> _Objetivo de la tarea_: Prosigue el relato sobre la jornada del 6 de enero de 2021 a partir de su última oración.

> _Documento_:
+++

El pasado miércoles, 6 de enero de 2021, escuchando lo que decía tras un vidrio blindado el líder del Partido Republicano, me importaba muy poco el email que recibí minutos antes, anunciando la victoria de los candidatos demócratas en las elecciones de Georgia.

Esa misma mañana, un analista político me había convencido que la victoria en Georgia era un imposible. Sin embargo, con el esfuerzo de cientos de activistas y su líder, Stacey Abrams (más el daño causado por la retórica extremista del Presidente) sucedió el milagro.

Los demócratas habían ganado dos asientos en el Senado y ahora tenían las armas para revertir algunos daños causados por el gobierno de Trump. Política ambiental, inmigración, educación, economía, política exterior, se me ocurrían como sectores en los que Joe Biden ahora tendría mayor margen de acción.

Sin embargo la buena noticia no servía para la ansiedad.  Frente a una marea de seguidores, visiblemente molesto, este hombre declaraba que le habían robado. Dijo que jamás concedería. Le pidió a su vicepresidente, Mike Pence, en su calidad de presidente del Congreso, que despojara del voto a Biden. Pidió a sus seguidores que marcharan hacia el Capitolio. Que sus reclamos se hicieran escuchar.

+++

Líneas de datos
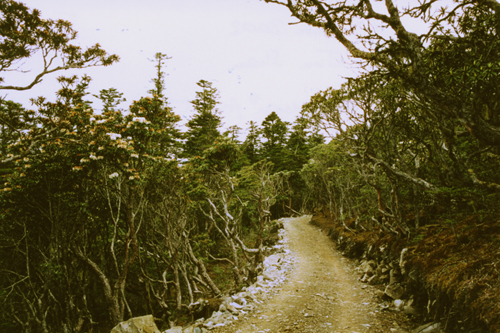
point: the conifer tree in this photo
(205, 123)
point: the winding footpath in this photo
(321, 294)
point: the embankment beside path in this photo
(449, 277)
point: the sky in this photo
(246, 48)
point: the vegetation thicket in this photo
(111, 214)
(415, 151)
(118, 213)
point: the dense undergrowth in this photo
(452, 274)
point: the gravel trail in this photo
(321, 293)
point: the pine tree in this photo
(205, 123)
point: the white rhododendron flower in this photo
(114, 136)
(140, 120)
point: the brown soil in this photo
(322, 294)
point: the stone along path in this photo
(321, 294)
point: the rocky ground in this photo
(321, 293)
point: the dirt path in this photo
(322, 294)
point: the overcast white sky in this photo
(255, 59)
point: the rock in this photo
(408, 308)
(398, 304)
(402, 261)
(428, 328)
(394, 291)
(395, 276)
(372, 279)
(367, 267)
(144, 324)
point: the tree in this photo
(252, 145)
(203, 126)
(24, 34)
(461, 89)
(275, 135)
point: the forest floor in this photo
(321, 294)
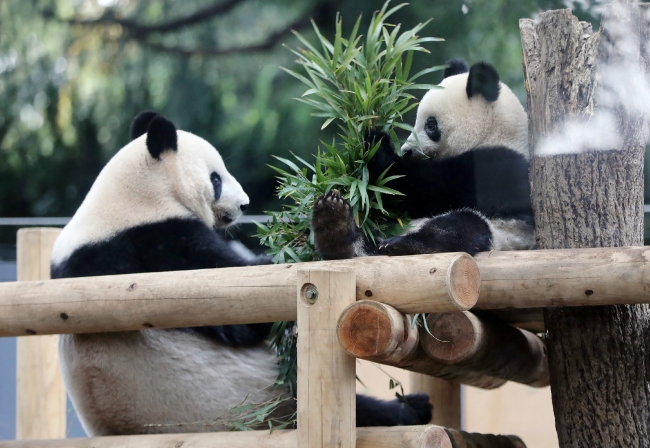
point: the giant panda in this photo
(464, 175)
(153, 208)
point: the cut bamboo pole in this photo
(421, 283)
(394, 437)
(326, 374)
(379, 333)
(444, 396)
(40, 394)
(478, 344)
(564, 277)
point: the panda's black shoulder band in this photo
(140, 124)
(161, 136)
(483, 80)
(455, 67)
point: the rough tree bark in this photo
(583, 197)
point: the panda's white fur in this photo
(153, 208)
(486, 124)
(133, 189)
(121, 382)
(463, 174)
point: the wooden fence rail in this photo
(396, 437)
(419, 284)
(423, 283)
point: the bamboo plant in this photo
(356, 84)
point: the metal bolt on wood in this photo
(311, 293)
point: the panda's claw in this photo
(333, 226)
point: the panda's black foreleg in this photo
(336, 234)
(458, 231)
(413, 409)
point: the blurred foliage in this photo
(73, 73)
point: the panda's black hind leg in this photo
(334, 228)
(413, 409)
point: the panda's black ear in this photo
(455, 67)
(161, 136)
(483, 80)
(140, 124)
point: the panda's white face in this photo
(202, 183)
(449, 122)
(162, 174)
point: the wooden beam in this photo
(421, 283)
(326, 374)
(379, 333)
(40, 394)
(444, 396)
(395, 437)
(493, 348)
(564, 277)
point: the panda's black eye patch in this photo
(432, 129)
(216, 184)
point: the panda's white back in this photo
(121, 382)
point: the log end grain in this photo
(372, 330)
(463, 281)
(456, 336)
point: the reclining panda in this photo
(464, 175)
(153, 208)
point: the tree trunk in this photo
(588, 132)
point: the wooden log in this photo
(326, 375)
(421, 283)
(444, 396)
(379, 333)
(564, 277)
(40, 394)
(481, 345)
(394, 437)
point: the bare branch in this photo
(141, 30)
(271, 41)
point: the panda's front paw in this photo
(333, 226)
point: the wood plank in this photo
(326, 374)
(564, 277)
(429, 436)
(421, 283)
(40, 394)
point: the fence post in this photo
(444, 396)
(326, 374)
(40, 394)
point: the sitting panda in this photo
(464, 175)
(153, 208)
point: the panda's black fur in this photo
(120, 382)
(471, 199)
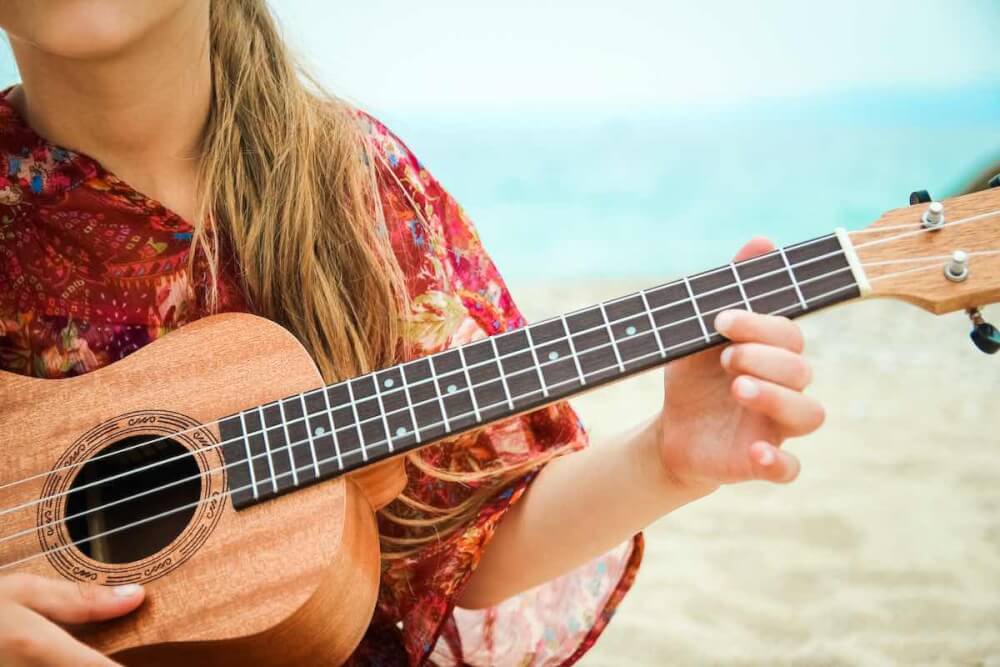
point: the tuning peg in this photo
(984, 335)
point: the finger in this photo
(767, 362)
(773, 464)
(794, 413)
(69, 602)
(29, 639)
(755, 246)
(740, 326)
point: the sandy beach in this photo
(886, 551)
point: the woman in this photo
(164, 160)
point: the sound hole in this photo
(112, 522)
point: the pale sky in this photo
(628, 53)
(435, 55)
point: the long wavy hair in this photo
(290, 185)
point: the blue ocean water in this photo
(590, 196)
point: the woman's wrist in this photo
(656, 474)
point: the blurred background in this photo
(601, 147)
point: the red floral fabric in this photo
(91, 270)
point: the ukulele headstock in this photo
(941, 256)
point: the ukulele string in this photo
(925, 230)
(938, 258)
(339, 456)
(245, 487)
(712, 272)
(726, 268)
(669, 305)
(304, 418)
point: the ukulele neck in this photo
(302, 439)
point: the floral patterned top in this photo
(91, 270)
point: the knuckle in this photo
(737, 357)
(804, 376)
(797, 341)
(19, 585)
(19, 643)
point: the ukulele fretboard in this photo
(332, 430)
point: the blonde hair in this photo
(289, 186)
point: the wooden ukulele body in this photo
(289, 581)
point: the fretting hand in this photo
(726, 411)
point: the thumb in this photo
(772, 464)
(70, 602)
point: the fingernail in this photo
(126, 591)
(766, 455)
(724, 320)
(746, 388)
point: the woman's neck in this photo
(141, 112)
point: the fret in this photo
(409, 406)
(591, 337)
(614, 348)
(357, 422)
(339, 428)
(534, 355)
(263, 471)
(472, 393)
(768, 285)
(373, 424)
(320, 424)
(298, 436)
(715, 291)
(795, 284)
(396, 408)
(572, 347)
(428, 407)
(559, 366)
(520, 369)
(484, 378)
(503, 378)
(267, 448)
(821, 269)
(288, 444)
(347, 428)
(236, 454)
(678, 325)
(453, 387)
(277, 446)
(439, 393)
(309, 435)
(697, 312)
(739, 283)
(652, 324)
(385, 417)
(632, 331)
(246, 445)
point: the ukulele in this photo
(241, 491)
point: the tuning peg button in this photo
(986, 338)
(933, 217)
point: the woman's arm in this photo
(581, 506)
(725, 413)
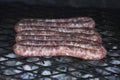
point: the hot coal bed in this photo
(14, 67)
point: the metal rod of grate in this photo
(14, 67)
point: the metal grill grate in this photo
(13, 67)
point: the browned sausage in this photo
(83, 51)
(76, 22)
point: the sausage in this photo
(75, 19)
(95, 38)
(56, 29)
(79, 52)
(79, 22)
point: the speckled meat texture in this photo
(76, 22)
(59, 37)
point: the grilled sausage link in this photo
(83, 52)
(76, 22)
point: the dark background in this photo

+++

> _Resultado del ejercicio_:
Alrededor de la 1 de la tarde vi en directo, por la página de The Washington Post, la sesión del Senado. Mitch McConnell, líder de los republicanos en mayoría, decía que era la misión del Congreso sellar la voluntad de la población que había declarado a Biden y a Harris presidente y vicepresidenta. Que no se le podía quitar el poder a los ciudadanos. Que eso podría darle armas a los demócratas para cuestionar procesos futuros.

McConnell le dijo a los congresistas rebeldes que su actitud cuestionaría la validez del sistema electoral de los Estados Unidos. Este le da poder a estados con poblaciones pequeñas –como el de McConell: Kentucky–frente a estados como California o Nueva York.

Vi uno que otro discurso: el del Senador Schummer despreciando las teorías conspiratorias del Presidente, el de representantes republicanos que pedían reformas para prevenir el fraude electoral. Parecía que íbamos a ver ambos lados del espectro político de una manera civilizada.

Sin que les importara haber perdido el control del Senado, ahí estarían también esos republicanos que, repitiendo las consignas, aspiraban a reemplazar a Trump y ganarse el favor de sus millones de votantes. Sería con seguridad otro show del acomodamiento.

(Eso fue. También. Incluso después de la crisis. Alrededor de las 10 de la noche, Lindsay Graham, Senador por Carolina del Sur, declamaba frente al Senado: Count me out! Enough is enough, «ese buen hombre llamado Joe Biden será el presidente y Kamala Harris la vicepresidenta». Como si las palabras correctas, mezcladas con anécdotas divertidas, lo salvaran de haberse aliado con Trump durante estos años.)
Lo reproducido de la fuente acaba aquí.